(Saved data entries)

============================================================

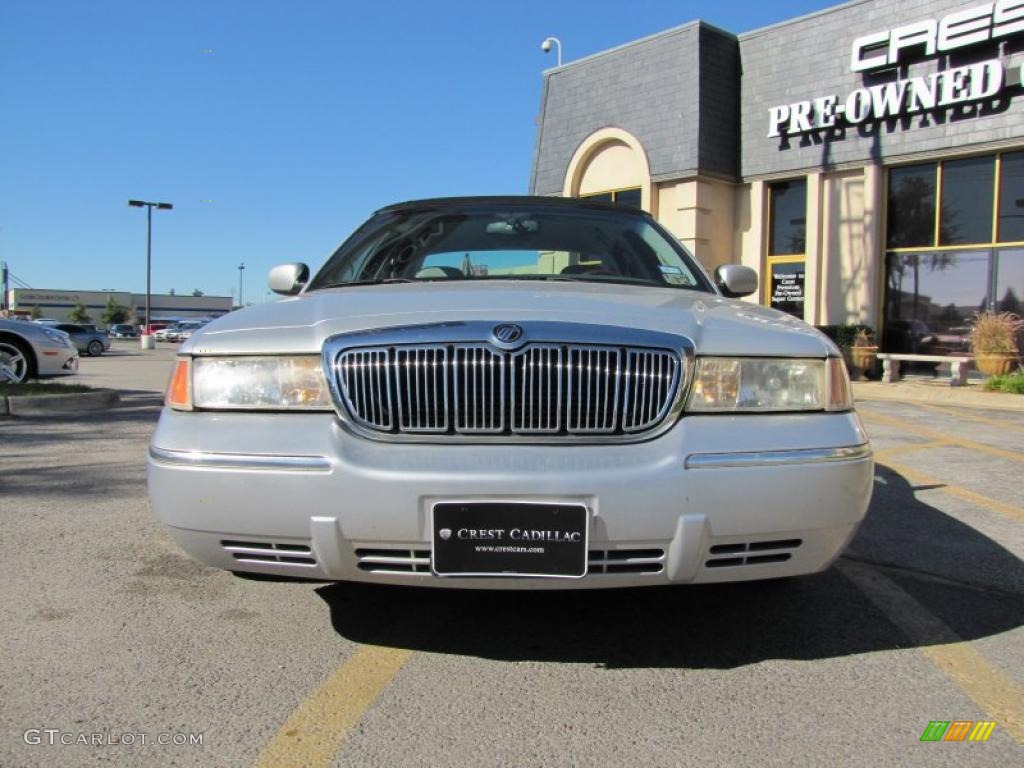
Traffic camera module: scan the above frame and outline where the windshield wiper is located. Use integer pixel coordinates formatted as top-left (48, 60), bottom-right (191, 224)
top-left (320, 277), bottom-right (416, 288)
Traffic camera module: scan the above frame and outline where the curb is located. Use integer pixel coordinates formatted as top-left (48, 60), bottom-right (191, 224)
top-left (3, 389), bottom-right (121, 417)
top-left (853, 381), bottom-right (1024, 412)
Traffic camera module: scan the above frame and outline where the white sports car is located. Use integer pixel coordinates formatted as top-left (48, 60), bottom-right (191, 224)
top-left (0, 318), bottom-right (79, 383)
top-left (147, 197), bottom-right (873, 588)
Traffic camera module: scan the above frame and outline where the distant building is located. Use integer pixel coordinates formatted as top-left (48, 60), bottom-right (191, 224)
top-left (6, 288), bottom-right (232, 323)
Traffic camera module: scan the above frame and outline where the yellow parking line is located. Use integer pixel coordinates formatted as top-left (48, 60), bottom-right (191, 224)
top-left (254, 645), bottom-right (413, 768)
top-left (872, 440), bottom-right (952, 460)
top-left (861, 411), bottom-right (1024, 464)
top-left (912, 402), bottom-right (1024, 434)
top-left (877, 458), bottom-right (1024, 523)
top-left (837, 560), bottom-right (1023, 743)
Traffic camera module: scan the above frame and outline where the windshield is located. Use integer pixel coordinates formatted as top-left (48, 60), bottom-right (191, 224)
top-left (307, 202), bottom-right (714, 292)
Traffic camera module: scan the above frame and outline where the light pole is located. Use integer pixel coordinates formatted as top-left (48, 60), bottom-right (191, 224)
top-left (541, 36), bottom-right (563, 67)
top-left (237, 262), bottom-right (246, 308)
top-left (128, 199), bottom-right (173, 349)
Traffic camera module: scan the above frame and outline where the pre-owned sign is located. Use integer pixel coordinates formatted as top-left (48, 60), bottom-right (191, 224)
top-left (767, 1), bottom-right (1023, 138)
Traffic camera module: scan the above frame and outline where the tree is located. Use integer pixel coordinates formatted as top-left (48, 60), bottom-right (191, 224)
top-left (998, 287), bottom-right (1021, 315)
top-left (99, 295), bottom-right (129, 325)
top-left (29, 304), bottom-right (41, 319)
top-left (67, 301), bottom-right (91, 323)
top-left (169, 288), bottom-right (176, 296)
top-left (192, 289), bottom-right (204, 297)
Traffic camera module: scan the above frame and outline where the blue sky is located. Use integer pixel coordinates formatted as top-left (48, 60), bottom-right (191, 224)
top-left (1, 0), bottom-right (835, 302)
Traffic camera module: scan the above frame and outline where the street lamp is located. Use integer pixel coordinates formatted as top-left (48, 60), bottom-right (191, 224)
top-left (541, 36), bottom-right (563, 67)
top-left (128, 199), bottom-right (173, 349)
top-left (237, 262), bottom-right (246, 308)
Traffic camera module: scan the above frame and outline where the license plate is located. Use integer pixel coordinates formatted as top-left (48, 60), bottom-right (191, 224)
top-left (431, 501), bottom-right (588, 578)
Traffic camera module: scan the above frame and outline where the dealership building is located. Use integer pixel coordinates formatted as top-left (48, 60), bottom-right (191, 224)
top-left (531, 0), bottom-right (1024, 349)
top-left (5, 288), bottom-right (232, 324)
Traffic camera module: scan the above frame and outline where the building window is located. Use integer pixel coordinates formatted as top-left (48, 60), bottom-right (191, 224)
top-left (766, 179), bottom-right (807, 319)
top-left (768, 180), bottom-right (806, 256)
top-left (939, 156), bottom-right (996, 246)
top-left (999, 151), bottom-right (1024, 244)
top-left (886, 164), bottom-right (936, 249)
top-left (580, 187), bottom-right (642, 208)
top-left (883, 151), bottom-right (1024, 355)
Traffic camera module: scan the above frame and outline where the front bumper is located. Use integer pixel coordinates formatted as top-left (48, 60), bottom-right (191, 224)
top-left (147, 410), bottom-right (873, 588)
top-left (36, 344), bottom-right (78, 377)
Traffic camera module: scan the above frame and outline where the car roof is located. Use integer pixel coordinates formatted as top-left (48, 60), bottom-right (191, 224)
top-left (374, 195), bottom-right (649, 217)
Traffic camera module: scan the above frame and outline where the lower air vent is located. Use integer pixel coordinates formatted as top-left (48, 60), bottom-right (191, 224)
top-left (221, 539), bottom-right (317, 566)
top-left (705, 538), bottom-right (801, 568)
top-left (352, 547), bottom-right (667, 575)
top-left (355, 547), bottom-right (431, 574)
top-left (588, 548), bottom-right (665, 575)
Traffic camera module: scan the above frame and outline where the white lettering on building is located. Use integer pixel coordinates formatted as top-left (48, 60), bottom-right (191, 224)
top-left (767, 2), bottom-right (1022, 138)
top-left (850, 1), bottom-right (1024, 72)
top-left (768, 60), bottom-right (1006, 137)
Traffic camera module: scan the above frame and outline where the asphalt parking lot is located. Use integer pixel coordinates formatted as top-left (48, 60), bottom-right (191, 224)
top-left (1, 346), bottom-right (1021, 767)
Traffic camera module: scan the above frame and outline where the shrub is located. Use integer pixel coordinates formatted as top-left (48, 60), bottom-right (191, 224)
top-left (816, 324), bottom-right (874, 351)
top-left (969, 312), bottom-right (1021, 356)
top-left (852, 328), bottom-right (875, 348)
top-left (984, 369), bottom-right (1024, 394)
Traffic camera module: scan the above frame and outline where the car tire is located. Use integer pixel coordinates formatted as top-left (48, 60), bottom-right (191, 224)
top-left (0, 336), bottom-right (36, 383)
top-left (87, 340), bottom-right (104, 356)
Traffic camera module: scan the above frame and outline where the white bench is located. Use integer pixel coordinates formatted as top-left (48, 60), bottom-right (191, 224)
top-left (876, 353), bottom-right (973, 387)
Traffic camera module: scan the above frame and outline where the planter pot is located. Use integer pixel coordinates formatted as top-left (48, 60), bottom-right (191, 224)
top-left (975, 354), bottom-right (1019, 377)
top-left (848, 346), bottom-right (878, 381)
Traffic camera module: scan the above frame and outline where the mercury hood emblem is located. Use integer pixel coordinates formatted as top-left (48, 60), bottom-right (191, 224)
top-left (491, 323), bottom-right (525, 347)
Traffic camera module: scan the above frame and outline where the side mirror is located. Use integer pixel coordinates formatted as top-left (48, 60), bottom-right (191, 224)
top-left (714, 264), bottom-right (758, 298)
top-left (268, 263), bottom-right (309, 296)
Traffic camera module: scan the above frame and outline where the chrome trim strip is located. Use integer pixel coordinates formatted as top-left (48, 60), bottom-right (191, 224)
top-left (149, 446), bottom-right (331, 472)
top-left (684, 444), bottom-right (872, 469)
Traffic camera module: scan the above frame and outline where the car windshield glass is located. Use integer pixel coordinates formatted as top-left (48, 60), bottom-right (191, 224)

============================================================

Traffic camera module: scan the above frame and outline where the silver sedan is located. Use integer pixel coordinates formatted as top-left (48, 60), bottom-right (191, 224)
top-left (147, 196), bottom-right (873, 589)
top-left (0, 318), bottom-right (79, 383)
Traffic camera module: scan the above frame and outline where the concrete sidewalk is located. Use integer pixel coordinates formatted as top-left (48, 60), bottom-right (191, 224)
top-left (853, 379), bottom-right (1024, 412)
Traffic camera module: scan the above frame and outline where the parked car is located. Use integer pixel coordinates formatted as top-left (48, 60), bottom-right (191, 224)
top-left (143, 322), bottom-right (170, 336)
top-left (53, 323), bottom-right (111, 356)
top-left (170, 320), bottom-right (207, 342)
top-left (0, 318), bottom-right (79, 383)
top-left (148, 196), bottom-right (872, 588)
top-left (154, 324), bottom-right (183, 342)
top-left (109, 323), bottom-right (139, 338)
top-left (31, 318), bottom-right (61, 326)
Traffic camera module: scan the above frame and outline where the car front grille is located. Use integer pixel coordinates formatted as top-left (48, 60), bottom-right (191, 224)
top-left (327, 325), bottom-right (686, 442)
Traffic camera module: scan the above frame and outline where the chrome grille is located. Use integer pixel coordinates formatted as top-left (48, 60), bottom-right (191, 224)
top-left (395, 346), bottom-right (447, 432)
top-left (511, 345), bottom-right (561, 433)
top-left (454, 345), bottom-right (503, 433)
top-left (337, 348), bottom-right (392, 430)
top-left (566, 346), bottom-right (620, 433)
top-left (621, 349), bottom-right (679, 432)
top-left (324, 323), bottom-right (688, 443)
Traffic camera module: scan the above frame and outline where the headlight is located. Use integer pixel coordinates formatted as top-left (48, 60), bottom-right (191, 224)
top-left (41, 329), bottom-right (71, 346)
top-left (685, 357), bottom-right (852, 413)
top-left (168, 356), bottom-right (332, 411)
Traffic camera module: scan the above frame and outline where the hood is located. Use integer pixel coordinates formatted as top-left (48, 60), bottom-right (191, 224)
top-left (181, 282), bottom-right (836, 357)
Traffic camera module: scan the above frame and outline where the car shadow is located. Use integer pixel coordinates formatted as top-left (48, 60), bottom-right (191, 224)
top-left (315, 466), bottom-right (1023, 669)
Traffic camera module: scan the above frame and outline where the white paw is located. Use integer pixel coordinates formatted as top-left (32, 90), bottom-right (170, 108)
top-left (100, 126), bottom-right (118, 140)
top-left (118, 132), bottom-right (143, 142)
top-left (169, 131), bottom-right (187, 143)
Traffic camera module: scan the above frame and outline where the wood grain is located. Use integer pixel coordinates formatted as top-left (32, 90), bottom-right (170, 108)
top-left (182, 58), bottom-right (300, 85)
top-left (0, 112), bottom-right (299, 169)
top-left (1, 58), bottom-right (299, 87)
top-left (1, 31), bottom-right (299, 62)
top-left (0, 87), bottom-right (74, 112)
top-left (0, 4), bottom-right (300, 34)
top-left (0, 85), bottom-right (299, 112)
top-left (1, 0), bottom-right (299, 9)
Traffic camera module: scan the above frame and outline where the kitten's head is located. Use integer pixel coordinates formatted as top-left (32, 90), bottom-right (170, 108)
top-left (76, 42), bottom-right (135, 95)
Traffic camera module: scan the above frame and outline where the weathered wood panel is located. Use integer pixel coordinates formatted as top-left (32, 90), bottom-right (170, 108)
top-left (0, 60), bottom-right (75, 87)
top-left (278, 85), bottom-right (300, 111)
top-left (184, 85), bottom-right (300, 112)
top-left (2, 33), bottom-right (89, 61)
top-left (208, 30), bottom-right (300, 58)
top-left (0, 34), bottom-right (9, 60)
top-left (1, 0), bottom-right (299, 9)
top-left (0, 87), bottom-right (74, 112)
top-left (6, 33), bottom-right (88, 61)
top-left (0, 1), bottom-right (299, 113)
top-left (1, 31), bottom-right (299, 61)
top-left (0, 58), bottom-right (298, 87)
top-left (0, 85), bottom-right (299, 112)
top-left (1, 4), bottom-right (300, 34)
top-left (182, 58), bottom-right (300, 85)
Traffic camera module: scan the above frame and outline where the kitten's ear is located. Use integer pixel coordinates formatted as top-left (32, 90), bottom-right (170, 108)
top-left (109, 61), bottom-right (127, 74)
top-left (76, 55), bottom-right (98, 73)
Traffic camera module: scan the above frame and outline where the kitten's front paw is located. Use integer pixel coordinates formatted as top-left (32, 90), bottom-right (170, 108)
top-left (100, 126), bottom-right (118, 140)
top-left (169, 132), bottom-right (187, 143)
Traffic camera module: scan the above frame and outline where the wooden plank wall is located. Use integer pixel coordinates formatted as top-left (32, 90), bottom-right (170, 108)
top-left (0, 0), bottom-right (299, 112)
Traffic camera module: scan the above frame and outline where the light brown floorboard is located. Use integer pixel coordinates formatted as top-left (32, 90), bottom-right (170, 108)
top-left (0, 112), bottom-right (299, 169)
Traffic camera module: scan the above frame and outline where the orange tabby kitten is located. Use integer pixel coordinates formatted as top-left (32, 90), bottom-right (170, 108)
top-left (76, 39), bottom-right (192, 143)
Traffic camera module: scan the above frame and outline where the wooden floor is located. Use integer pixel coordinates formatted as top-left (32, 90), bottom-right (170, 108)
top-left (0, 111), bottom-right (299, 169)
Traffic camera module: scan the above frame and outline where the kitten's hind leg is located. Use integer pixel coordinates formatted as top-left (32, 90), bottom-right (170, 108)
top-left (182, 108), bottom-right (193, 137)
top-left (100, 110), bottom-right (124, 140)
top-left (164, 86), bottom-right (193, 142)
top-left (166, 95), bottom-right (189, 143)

============================================================

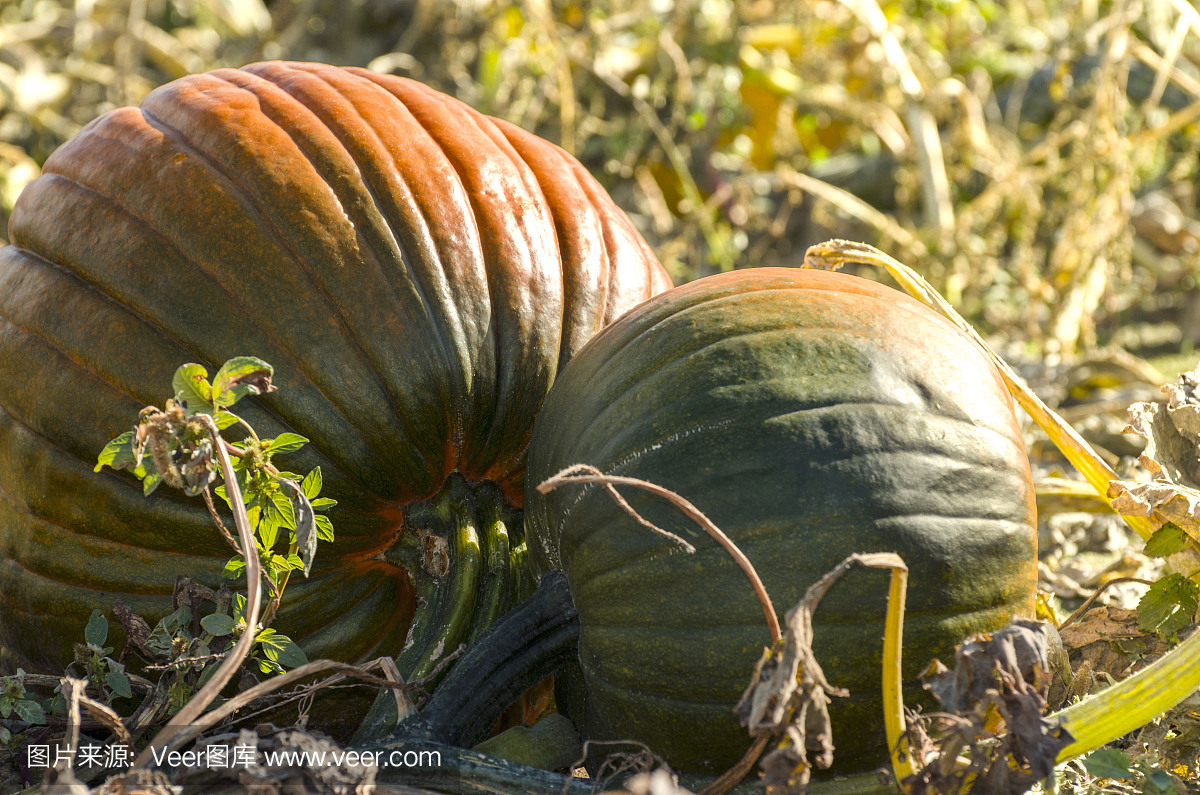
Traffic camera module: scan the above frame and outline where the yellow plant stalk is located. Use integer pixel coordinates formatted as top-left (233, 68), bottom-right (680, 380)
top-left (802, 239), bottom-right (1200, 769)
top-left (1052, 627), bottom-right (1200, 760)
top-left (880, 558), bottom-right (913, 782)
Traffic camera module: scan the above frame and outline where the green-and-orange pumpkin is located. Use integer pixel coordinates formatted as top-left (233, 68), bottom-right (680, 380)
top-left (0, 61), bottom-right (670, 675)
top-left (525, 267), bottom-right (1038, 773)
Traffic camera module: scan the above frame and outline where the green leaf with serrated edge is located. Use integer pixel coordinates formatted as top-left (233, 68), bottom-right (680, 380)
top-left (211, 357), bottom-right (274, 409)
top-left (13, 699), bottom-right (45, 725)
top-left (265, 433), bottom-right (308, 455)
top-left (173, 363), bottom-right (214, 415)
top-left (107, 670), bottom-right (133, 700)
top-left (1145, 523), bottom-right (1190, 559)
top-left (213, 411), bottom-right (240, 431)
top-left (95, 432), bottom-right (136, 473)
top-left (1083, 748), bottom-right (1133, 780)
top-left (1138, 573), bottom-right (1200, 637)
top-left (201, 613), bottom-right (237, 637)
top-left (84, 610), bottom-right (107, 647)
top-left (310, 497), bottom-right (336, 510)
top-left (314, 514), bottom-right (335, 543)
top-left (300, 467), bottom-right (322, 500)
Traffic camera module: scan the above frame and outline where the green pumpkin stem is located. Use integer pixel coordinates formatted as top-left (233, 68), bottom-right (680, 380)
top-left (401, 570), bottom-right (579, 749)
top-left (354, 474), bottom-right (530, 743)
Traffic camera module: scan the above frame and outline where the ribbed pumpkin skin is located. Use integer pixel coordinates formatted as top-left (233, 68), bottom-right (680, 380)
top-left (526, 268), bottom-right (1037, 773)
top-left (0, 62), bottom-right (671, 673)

============================================================

Activity | From the entries above, return exactly the line containing "the car tire", the line containing "the car windshield", and all lines between, and nothing else.

Response to the exercise |
Traffic camera module: scan the above frame and outline where the car tire is located. Use integer pixel coordinates formatted as top-left (48, 60), bottom-right (191, 224)
top-left (0, 336), bottom-right (36, 383)
top-left (87, 340), bottom-right (104, 356)
Traffic camera module: scan the above frame and outline where the white bench is located. Use integer pixel coordinates formatted as top-left (48, 60), bottom-right (191, 224)
top-left (876, 353), bottom-right (973, 387)
Traffic camera module: scan the above frame and outline where the planter pot is located. Use integer pixel coordinates formatted as top-left (48, 60), bottom-right (191, 224)
top-left (975, 354), bottom-right (1019, 377)
top-left (848, 346), bottom-right (878, 381)
Traffic camera module: scan the above frame and outline where the mercury hood emblem is located. Use integer pixel coordinates formatted as top-left (48, 60), bottom-right (191, 224)
top-left (491, 323), bottom-right (525, 347)
Traffic camera module: scan the above frame and outline where the side mirror is located. Use integer pixel coordinates formatted as top-left (48, 60), bottom-right (191, 224)
top-left (714, 264), bottom-right (758, 298)
top-left (268, 263), bottom-right (309, 296)
Traffic camera module: scan the above frame and outline where the chrome trim strip is located. Use integer pixel coordinates formatted as top-left (48, 60), bottom-right (191, 224)
top-left (149, 446), bottom-right (331, 472)
top-left (684, 444), bottom-right (872, 469)
Traffic camera module: scan the above frame and outline where the car windshield glass is located. Use integer pixel coordinates formatted as top-left (48, 60), bottom-right (191, 224)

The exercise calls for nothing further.